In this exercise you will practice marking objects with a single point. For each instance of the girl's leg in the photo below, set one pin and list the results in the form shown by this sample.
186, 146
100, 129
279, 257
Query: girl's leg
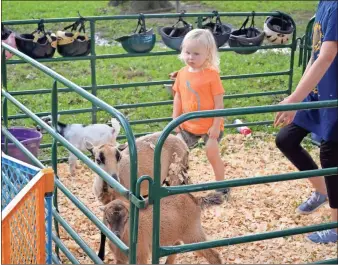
214, 157
329, 158
288, 141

^^^^^^^^

--- EXERCISE PROMPT ---
Nothing but the records above, retyped exactly and stripped of images, should appear in the answer.

--- SOLVED PROBLEM ---
In this exercise you will practice marking objects with a single point. For each instance of the girl's leg in the photo below, set one pin and list the results in the form shown by this sample.
186, 146
100, 129
279, 257
Query: girl's leg
214, 157
329, 158
288, 141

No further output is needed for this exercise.